— Start —

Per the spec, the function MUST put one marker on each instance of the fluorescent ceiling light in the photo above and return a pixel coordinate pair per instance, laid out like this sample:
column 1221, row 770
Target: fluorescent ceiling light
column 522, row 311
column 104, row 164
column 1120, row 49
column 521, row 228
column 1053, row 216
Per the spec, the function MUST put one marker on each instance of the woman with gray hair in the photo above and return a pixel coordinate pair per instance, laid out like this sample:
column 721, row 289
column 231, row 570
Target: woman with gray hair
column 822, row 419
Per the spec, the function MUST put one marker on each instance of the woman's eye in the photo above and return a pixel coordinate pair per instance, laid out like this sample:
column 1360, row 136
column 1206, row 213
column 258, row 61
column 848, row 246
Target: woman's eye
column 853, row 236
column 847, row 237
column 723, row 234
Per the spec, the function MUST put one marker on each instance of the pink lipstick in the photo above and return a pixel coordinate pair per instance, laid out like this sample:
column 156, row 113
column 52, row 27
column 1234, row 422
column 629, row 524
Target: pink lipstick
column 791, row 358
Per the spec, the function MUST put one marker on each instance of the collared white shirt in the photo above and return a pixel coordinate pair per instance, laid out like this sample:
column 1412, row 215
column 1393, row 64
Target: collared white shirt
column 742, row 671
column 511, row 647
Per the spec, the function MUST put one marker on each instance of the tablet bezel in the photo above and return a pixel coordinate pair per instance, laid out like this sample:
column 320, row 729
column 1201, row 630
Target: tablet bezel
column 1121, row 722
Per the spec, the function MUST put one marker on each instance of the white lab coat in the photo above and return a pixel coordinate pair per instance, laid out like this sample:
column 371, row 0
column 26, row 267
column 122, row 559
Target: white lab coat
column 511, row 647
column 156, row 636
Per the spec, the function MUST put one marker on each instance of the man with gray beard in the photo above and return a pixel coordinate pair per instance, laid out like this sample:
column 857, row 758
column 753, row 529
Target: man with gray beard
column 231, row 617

— End —

Please quote all of the material above verbatim, from its first line to its last.

## The response
Per the spec, the function MUST put one marker on each instance of the fluorescent ceiling light in the photo above and return a pixel coordinate pair per instance, laid out like this sample:
column 1221, row 770
Target: fluorescent ceiling light
column 522, row 311
column 104, row 164
column 1120, row 49
column 521, row 228
column 1053, row 216
Per the spec, the function MUST put one marker on each instance of the woman with gray hair in the photo above and return a pixel coordinate pair per instance, laid out like this sample:
column 721, row 289
column 231, row 570
Target: woman with gray hair
column 822, row 419
Per the spec, the function MUST put one marker on each instance of the woman's eye in the photo above and return a pixel coordinate pair per instance, laid out like this sample:
column 1360, row 136
column 1206, row 213
column 258, row 61
column 848, row 246
Target: woman's eye
column 853, row 236
column 847, row 237
column 723, row 234
Per the spec, the function MUST put one marker on each instance of the pink lipstick in the photo above and return a pixel coordinate pair per instance, laid out like this sample:
column 156, row 113
column 52, row 27
column 1234, row 422
column 629, row 524
Target: pink lipstick
column 791, row 358
Per the spec, the function MUST put one marker on each instance of the collared white shirt in the photo above and return a pixel coordinate pair per instance, laid out like this sample:
column 1412, row 215
column 1393, row 64
Target: collared white shirt
column 742, row 671
column 511, row 647
Per the spec, the function MUST put one marker on each instance of the tablet bezel in the photo above and return a pixel coordinate pair per instance, laid out like this sample:
column 320, row 729
column 1201, row 630
Target: tablet bezel
column 1121, row 722
Per the spec, the function MUST put one marker on each instance of the white lab coat in the photo above and return a pixel coordinate pair per instance, laid out like this sample:
column 371, row 0
column 26, row 267
column 122, row 559
Target: white lab coat
column 511, row 647
column 156, row 636
Per the spec, the function MUST put one marker on each instance of the man with gray beard in the photo above and return a pixel coordinate pair per instance, laid out like this sample:
column 857, row 758
column 753, row 529
Target: man with gray beard
column 231, row 617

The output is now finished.